>> Begin Data for processing

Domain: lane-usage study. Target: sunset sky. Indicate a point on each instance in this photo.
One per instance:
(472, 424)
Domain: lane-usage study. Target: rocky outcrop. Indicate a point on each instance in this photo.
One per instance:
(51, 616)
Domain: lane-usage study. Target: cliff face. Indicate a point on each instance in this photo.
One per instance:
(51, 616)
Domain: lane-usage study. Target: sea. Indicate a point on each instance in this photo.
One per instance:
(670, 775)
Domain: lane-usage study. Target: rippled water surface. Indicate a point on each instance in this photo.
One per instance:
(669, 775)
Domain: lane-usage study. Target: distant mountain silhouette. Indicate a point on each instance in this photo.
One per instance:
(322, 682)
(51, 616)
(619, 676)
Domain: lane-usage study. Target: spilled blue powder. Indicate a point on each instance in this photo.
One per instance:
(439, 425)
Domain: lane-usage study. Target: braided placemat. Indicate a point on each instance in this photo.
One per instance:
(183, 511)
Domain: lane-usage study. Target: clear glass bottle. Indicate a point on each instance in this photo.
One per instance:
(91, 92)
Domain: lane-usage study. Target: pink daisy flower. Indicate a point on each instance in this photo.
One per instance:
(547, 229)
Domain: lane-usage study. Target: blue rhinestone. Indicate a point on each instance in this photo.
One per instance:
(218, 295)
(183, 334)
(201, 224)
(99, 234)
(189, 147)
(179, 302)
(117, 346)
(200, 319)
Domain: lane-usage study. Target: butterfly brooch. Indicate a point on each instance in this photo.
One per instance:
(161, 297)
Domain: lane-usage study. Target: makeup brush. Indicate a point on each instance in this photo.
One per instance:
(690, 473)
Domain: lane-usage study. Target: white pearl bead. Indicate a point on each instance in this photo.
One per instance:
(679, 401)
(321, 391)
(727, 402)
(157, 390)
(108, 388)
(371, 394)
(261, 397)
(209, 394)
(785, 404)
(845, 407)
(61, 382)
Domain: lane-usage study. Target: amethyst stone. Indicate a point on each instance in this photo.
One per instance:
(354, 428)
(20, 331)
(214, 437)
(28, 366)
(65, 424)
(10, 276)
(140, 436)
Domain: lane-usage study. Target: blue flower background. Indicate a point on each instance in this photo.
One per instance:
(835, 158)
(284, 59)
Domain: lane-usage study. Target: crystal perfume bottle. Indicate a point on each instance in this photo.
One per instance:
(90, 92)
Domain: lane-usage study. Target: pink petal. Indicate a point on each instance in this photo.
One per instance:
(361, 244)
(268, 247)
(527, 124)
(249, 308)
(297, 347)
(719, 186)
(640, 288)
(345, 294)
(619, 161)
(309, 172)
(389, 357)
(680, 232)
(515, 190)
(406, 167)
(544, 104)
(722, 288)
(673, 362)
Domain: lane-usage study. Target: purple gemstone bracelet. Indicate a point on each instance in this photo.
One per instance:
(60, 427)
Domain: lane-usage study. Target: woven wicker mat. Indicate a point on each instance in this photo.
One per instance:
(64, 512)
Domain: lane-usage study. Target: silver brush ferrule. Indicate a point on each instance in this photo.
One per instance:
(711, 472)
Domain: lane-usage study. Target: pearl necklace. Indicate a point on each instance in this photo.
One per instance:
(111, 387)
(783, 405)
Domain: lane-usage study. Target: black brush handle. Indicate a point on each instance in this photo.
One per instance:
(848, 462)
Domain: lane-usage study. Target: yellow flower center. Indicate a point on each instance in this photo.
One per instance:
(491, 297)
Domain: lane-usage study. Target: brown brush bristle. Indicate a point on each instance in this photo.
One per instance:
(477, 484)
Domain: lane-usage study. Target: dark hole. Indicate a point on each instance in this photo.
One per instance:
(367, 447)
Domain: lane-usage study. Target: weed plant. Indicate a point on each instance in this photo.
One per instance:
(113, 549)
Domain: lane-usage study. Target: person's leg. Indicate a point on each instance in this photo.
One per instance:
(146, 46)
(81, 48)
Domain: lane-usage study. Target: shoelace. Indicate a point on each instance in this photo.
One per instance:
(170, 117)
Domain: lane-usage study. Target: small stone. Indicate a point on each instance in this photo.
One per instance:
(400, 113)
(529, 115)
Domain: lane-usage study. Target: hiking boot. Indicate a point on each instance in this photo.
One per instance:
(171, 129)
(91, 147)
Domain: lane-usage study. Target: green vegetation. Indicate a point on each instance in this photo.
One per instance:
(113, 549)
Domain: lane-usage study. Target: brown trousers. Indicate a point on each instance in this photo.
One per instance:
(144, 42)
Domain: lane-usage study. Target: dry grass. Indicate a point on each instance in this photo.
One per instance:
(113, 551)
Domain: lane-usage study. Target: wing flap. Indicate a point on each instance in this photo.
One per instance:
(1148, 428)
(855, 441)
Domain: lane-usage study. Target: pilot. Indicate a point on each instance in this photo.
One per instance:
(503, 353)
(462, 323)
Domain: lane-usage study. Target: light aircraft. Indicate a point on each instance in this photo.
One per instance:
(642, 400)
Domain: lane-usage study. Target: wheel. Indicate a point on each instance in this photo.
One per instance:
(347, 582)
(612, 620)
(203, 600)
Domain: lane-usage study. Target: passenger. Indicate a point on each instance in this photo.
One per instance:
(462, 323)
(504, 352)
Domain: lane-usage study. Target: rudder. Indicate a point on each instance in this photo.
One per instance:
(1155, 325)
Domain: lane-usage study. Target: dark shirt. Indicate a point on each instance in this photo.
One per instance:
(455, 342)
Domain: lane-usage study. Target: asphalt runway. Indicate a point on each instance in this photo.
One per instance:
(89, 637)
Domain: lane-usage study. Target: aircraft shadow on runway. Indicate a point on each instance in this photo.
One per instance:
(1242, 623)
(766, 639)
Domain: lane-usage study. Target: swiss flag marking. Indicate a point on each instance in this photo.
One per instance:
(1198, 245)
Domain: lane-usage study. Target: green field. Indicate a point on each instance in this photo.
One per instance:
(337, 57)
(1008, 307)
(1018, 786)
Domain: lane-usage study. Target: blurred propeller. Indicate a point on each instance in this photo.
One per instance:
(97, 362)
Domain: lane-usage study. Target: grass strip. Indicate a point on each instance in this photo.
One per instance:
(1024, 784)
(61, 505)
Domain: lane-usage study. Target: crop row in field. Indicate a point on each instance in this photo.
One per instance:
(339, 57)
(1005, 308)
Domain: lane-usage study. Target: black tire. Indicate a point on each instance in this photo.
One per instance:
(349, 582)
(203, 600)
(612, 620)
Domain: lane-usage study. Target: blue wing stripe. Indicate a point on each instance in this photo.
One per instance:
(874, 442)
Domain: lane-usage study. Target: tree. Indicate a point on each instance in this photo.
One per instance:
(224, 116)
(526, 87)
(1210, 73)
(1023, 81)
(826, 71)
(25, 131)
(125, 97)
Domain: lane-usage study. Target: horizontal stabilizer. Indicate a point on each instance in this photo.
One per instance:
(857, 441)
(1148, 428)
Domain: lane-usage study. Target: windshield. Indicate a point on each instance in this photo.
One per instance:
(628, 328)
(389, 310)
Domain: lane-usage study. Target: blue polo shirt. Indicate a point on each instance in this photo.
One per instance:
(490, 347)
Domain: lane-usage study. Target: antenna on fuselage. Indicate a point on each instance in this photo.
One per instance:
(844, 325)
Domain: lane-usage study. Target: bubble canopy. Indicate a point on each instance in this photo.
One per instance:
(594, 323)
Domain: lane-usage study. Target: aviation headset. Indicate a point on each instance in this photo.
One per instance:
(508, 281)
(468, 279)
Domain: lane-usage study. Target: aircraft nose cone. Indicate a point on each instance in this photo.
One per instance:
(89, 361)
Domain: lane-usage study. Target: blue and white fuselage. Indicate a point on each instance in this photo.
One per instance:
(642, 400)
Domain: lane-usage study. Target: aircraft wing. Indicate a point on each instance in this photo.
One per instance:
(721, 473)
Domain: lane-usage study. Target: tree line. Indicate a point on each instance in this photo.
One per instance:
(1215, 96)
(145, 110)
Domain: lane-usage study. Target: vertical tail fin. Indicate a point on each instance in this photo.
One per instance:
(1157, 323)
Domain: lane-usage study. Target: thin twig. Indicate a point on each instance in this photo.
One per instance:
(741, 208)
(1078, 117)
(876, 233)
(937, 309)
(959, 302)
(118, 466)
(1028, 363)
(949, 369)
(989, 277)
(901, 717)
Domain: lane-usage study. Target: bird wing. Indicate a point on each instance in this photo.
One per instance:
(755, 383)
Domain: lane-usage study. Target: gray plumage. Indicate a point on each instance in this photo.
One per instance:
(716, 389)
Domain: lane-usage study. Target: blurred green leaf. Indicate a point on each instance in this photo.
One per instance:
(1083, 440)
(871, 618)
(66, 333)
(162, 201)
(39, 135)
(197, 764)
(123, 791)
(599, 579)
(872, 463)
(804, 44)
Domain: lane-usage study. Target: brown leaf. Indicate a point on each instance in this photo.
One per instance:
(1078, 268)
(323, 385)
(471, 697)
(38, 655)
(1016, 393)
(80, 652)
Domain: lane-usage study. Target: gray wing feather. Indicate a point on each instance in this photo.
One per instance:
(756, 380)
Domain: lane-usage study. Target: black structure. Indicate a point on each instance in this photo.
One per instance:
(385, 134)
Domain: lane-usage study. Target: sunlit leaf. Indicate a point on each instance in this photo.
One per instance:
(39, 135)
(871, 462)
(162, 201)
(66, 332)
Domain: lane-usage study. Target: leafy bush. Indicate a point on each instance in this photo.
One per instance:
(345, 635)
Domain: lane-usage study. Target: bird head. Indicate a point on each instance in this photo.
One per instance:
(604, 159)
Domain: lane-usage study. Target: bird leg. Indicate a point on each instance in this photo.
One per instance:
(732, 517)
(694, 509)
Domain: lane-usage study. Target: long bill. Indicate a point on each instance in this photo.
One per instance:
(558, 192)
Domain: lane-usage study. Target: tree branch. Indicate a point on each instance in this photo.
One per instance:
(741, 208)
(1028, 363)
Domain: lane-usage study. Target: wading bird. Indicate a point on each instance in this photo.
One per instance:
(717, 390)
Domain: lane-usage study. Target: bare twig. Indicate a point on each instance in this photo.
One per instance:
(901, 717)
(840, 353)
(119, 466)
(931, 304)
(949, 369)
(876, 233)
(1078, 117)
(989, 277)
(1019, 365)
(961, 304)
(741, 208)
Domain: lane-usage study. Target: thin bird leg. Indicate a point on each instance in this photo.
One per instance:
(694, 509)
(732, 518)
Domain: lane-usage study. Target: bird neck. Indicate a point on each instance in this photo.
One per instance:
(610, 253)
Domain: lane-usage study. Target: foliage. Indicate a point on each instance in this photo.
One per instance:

>> End Data for processing

→ What is required: Quote exactly what appears from the line containing "Domain: lane-usage study. Target: bird leg." through the final line of the listing above, including both of those lines.

→ Answer to this task:
Domain: lane-usage study. Target: bird leg. Indicate a point on each instance in this photo.
One per instance:
(732, 517)
(694, 509)
Domain: lane-usage study. Target: long bill. Indicate a point on each instance in this photo.
One per instance:
(558, 192)
Domain: lane-usage study. Target: tree branch. Indicate a point on each instance in this photo.
One per instance:
(741, 208)
(1028, 363)
Domain: lane-usage study. Target: wading bird. Indicate a point on each instance in this photo.
One per instance:
(717, 390)
Domain: lane-usage study. Target: bare twig. Indicate a point on each instance in this photo.
One per instance:
(901, 717)
(840, 353)
(119, 466)
(931, 304)
(949, 369)
(876, 233)
(1078, 117)
(989, 277)
(1019, 365)
(961, 304)
(741, 208)
Domain: lane-usage study. Target: thin bird leg. Indicate a point on each instance in this photo.
One per instance:
(694, 509)
(732, 518)
Domain: lane-usage study. Target: bird neck. Indicate a point on each instance in this photo.
One per instance:
(610, 253)
Domain: lane-usage study. Target: foliage. Indicate a point on each instance in this photo.
One per instance:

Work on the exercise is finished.